Problem
Reproduce the material below, starting at its first line and ending at the line that contains "129 126 L 132", with both of those lines included. Leave the pictures out.
━━ Exercise input ━━
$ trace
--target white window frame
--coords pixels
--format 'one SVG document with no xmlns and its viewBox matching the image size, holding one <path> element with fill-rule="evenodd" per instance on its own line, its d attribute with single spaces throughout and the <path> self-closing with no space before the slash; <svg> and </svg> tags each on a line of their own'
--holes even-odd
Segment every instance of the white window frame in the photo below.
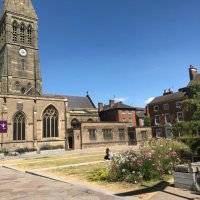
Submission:
<svg viewBox="0 0 200 200">
<path fill-rule="evenodd" d="M 179 105 L 178 105 L 179 104 Z M 176 102 L 176 108 L 181 109 L 182 108 L 182 102 L 181 101 L 177 101 Z"/>
<path fill-rule="evenodd" d="M 155 105 L 155 106 L 153 107 L 153 109 L 154 109 L 155 112 L 159 111 L 159 105 Z"/>
<path fill-rule="evenodd" d="M 169 104 L 168 104 L 168 103 L 165 103 L 165 104 L 163 105 L 163 108 L 164 108 L 164 110 L 169 110 Z"/>
<path fill-rule="evenodd" d="M 129 126 L 132 127 L 133 126 L 133 119 L 129 118 L 128 122 L 129 122 Z"/>
<path fill-rule="evenodd" d="M 156 138 L 162 137 L 162 129 L 156 129 Z"/>
<path fill-rule="evenodd" d="M 169 116 L 169 121 L 167 121 L 167 115 Z M 171 122 L 170 120 L 170 113 L 165 114 L 165 124 L 169 124 Z"/>
<path fill-rule="evenodd" d="M 156 119 L 156 117 L 158 117 L 158 120 L 159 120 L 159 122 L 157 122 L 157 119 Z M 155 118 L 154 118 L 154 120 L 155 120 L 155 125 L 158 125 L 158 124 L 160 124 L 160 116 L 159 116 L 159 115 L 155 115 Z"/>
<path fill-rule="evenodd" d="M 180 118 L 179 118 L 179 114 L 182 114 L 182 120 L 180 120 Z M 178 122 L 182 122 L 182 121 L 184 121 L 184 115 L 183 115 L 183 112 L 177 112 L 177 113 L 176 113 L 176 118 L 177 118 L 177 121 L 178 121 Z"/>
<path fill-rule="evenodd" d="M 125 115 L 126 114 L 126 110 L 122 110 L 122 115 Z"/>
</svg>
━━━
Task output
$ trace
--target white window frame
--coords pixels
--format 'one SVG document with no xmlns and its viewBox matching the image size, holding one <path> element with fill-rule="evenodd" per instance on its own line, its d attribute with single spaces throughout and the <path> self-closing with no space before the slash; <svg> and </svg> tags each on a line of their own'
--holes even-odd
Segment every instance of the white window frame in the photo below.
Submission:
<svg viewBox="0 0 200 200">
<path fill-rule="evenodd" d="M 179 105 L 178 105 L 179 104 Z M 176 102 L 176 108 L 181 109 L 182 108 L 182 102 L 181 101 L 177 101 Z"/>
<path fill-rule="evenodd" d="M 155 105 L 155 106 L 153 107 L 153 109 L 154 109 L 155 112 L 159 111 L 159 105 Z"/>
<path fill-rule="evenodd" d="M 169 104 L 168 104 L 168 103 L 165 103 L 165 104 L 163 105 L 163 108 L 164 108 L 164 110 L 169 110 Z"/>
<path fill-rule="evenodd" d="M 129 126 L 132 127 L 133 126 L 133 119 L 129 118 L 128 122 L 129 122 Z"/>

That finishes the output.